TAREA A:
Pasa a una lista numerada las líneas de las entradas que van desde la que contiene "Looking at this drawing, which region contains the foamy" hasta el final de las entradas, ambos extremos incluidos. Deja fuera las líneas en blanco.

FRAGMENTO SELECCIONADO:
Si me vieran ustedes en algunas ocasiones con la pluma en la mano y el

papel delante, buscando un asunto cualquiera para emborronar catorce o
quince cuartillas, tendrían lástima de mí. Gracias a Dios que no tengo la
perniciosa, cuanto fea costumbre, de morderme las uñas es caso de
esterilidad, pues hasta tal punto me encuentro apurado e irresoluto en estos
trances, que ya sería cosa de haberme comido la primera falange de los dedos.
Y no es precisamente porque se hayan agotado de tal modo mis ideas, que
registrando en el fondo de la imaginación, en donde andan enmarañadas e
indecisas, no pudiese topar con alguna y traerla, a ser preciso, por la oreja,
como dómine de lugar a muchacho travieso. Pero no basta tener una idea; es
necesario despojarla de su extraña manera de ser, vestirla un poco al uso para
que esté presentable, aderezarla y condimentarla, en fin, a propósito, para el
paladar de los lectores de un periódico, político por añadidura. Y aquí está lo
espinoso del caso, aquí la gran dificultad.

Extractos de datos de cuadros delimitadores
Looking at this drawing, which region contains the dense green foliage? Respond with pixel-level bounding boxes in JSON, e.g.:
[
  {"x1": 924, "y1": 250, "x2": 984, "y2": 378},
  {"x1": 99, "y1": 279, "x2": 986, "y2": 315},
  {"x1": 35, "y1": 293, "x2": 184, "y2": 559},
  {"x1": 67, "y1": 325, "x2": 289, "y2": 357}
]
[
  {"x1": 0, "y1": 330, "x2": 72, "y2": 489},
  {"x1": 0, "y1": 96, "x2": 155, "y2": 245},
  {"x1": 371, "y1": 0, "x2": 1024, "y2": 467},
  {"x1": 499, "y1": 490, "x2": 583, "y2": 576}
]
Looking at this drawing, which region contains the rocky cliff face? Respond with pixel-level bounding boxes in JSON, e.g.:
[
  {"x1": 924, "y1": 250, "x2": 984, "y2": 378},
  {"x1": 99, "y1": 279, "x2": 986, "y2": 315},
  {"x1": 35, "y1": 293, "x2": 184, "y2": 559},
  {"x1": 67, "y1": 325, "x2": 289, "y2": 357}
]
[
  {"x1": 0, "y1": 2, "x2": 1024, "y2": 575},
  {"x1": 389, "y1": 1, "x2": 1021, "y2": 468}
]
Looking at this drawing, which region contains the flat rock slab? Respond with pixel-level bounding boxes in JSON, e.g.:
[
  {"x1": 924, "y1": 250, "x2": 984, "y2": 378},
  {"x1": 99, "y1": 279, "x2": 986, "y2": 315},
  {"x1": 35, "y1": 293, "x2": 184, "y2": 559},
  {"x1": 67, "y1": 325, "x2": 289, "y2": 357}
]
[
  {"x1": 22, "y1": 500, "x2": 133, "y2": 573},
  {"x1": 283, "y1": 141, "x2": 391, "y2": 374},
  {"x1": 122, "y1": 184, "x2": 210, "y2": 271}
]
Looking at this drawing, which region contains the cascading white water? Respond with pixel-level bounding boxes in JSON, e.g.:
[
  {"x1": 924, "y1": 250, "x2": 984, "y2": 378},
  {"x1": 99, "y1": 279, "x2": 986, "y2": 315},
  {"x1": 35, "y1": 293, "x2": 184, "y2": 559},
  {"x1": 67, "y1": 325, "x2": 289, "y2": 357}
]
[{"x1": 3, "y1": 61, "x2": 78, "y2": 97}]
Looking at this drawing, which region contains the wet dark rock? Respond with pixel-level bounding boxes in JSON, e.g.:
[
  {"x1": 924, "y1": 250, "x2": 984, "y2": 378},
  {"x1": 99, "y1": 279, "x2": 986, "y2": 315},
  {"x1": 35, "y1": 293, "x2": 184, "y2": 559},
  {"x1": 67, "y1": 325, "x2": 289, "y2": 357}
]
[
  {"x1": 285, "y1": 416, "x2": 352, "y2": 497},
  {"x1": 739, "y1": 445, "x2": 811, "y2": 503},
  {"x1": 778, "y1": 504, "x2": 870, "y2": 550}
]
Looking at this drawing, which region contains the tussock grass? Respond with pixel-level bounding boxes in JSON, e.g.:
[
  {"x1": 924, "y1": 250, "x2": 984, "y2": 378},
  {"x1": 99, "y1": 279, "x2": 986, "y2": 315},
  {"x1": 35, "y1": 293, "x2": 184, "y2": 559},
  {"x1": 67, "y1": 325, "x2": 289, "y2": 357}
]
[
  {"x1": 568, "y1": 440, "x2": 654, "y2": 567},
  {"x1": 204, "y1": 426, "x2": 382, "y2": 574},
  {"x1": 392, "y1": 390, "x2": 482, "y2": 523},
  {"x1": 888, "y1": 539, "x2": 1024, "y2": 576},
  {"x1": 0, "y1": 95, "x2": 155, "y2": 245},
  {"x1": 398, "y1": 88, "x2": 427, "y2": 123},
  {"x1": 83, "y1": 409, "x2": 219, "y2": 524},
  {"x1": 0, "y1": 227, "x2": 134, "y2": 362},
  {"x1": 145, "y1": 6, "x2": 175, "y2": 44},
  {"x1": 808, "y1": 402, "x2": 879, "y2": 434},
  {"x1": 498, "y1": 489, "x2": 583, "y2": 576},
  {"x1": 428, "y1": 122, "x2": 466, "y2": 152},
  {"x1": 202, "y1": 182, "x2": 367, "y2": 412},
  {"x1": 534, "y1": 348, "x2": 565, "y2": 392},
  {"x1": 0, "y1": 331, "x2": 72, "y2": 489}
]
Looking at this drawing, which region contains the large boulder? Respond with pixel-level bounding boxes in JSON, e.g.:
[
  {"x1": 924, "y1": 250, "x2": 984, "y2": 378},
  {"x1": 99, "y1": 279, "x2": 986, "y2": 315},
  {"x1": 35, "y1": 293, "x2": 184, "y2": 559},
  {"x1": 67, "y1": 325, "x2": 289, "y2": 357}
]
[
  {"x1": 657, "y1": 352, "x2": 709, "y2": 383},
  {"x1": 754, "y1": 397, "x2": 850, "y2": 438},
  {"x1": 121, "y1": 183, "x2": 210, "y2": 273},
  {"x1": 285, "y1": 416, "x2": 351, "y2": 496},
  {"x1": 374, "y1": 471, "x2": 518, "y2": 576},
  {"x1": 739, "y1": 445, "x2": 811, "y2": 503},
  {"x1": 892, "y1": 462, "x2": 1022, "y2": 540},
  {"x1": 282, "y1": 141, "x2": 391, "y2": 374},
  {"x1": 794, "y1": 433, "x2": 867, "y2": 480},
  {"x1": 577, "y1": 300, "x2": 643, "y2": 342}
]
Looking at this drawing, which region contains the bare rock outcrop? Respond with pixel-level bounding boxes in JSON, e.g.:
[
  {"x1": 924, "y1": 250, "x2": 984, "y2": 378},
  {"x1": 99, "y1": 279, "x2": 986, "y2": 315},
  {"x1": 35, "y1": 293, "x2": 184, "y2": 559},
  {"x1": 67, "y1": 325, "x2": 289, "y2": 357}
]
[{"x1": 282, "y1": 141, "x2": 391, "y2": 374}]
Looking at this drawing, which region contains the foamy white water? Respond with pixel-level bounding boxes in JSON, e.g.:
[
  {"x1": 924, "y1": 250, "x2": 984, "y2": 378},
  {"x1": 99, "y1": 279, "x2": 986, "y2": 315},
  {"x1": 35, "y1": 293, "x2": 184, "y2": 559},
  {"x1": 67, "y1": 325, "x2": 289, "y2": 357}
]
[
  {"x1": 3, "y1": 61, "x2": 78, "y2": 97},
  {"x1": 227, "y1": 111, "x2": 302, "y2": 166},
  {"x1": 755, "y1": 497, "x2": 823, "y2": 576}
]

TAREA B:
Resume el fragmento en dos oraciones.

RESPUESTA CORRECTA A:
1. Looking at this drawing, which region contains the foamy white water? Respond with pixel-level bounding boxes in JSON, e.g.:
2. [
3.   {"x1": 924, "y1": 250, "x2": 984, "y2": 378},
4.   {"x1": 99, "y1": 279, "x2": 986, "y2": 315},
5.   {"x1": 35, "y1": 293, "x2": 184, "y2": 559},
6.   {"x1": 67, "y1": 325, "x2": 289, "y2": 357}
7. ]
8. [
9.   {"x1": 3, "y1": 61, "x2": 78, "y2": 97},
10.   {"x1": 227, "y1": 111, "x2": 302, "y2": 166},
11.   {"x1": 755, "y1": 497, "x2": 823, "y2": 576}
12. ]

RESPUESTA CORRECTA B:
Quien escribe cuenta que a veces pasa tantos apuros buscando un tema para llenar catorce o quince cuartillas que daría lástima verlo. No es que le falten ideas, sino que no basta con tener una: hay que arreglarla y adaptarla al gusto de los lectores de un periódico político, y ahí está la gran dificultad.